**TASK BRIEF**
Extend the excerpt about placing several Matplotlib charts of SQL Server data in one figure, starting right after its final sentence.

**DOCUMENT EXCERPT**
------------------------

In at least four prior tips (here, here, here, and here), these tips demonstrated different approaches to displaying SQL Server data with the Matplotlib library. These prior tips mainly demonstrate different approaches to creating, displaying, and saving charts for datasets from SQL Server; the focus was nearly always on one chart per dataset.
This MSSQLTips.com article goes beyond prior ones in that its focus is to introduce techniques for displaying multiple charts. When displaying multiple charts in a figure, you will need two or more subplot containers in a figure object. Within each subplot is a single chart.
This tip primarily focuses on figure objects comprised of subplots containing line charts, but some examples also show scatter and bar charts. Line charts are particularly well suited for showing how a collection of data values change over time. Scatter and bar charts are better suited for revealing relationships and differences with categorical data, such as showing the differences between several different data science models or data sources.
The tutorial technique for this tip is to present a Python script, explain how the code works, and then show the figure with its corresponding charts. Some script examples are very similar so that the tip sometimes presents slightly different, but hopefully highly informative, variations on a common theme for showing multiple charts in one figure. Another tutorial technique is to have one script with two key lines that perform complementary functions. The script in the article shows with one line uncommented and the other line commented. Figures are presented and described with each of the two key lines uncommented.

------------------------

**DATA SUPPLIED**
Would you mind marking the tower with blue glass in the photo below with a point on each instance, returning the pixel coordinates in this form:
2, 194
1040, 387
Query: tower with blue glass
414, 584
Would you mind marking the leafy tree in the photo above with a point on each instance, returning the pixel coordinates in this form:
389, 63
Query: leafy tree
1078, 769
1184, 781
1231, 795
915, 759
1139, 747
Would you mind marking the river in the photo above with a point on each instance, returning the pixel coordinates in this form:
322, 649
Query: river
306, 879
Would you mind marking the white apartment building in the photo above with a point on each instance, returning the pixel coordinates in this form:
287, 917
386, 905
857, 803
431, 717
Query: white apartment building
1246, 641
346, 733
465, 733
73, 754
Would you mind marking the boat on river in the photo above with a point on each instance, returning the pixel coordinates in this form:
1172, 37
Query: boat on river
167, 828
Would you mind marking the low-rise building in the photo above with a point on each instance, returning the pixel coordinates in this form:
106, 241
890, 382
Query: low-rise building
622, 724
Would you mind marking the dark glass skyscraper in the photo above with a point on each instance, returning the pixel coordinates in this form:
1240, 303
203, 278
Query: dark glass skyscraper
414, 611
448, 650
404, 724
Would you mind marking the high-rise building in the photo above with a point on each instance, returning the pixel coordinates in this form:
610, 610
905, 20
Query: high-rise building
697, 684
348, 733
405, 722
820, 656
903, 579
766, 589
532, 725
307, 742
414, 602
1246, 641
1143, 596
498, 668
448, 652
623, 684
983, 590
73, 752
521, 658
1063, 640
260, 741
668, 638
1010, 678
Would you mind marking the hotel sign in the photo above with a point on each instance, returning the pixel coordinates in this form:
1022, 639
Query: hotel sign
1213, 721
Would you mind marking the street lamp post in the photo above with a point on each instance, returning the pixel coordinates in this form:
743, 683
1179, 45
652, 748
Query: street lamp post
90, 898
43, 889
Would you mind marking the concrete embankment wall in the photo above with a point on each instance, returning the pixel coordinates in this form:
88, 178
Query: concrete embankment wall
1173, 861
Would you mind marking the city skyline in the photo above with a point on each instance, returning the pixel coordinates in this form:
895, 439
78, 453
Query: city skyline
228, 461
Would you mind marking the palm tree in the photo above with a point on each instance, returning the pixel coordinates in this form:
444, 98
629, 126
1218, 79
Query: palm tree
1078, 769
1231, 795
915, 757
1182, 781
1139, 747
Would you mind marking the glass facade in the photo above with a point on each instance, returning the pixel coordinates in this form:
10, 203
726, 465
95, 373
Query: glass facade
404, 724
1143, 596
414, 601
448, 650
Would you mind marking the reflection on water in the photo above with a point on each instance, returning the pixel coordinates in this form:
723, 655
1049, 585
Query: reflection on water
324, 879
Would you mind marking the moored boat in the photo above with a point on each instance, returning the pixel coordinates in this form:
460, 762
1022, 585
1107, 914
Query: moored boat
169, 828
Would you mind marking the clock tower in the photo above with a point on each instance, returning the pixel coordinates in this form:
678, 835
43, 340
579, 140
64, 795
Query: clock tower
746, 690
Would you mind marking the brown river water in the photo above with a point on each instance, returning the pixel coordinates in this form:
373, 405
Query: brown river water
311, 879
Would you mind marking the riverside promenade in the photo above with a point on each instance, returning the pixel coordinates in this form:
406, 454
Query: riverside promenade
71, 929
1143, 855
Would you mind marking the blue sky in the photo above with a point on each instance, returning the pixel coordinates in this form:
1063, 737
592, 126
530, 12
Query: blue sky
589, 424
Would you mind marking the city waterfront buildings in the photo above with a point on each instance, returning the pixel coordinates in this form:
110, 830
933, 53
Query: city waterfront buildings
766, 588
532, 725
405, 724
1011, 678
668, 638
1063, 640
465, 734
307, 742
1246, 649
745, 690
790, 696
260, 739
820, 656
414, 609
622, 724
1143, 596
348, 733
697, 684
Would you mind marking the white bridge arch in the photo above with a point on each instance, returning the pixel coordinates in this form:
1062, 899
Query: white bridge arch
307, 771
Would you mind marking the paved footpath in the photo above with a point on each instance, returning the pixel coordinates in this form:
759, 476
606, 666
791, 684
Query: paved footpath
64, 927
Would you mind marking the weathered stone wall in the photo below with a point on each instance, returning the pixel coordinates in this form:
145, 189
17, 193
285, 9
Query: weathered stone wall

------------------------

**FINAL RESULT**
Creating a vertically stacked set of line charts
The first example is for two vertically stacked subplots in a figure. The figure shows average monthly closing prices by month for a securities ticker, namely SOXL. The top subplot is for data from 2020, and the bottom subplot is for data from 2021.
This example starts with a SQL script for pulling the source data for the dataset for each year and month from a SQL Server table. The results set from the SQL script are manually copied to a Python script for building and displaying the figure with two subplots.
The following screenshot shows the SQL script and its results set for the example chart set in this section.
- The from clause specifies the yahoo_finance_ohlcv_values_with_symbol table in the dbo schema of the DataScience database. This table contains daily trading date close prices for many securities symbols.
- The select clause
includes three fields from the source table in the results set.
- The year and month columns are from source table fields.
- The close column is a computed field. It contains the average close price for each month within each year.
- The where clause indicates that results are just for the rows with a ticker symbol value of SOXL.
- The group by clause indicates that average close prices are computed by year and month.
- The order by clause ensures the results set is ordered by month within year.
The next screenshot shows a Python script for the figure presented in this section. The script appears in an IDLE window. IDLE is an integrated development environment for Python that ships with the version of Python that you can download from Python.org. SQL developers can think of IDLE for Python in the same way they think of SSMS for TSQL. The top border of the IDLE window shows the Python file name and file path along with the version of Python being used (3.10.4).
The Python script starts with two import statements for referencing pyplot from the matplotlib library; the pyplot application programming interface has an alias of plt. The numpy library is another extension of the core Python code that offers mathematical functions, random number generators, linear algebra routines and more. Its alias in the script is np.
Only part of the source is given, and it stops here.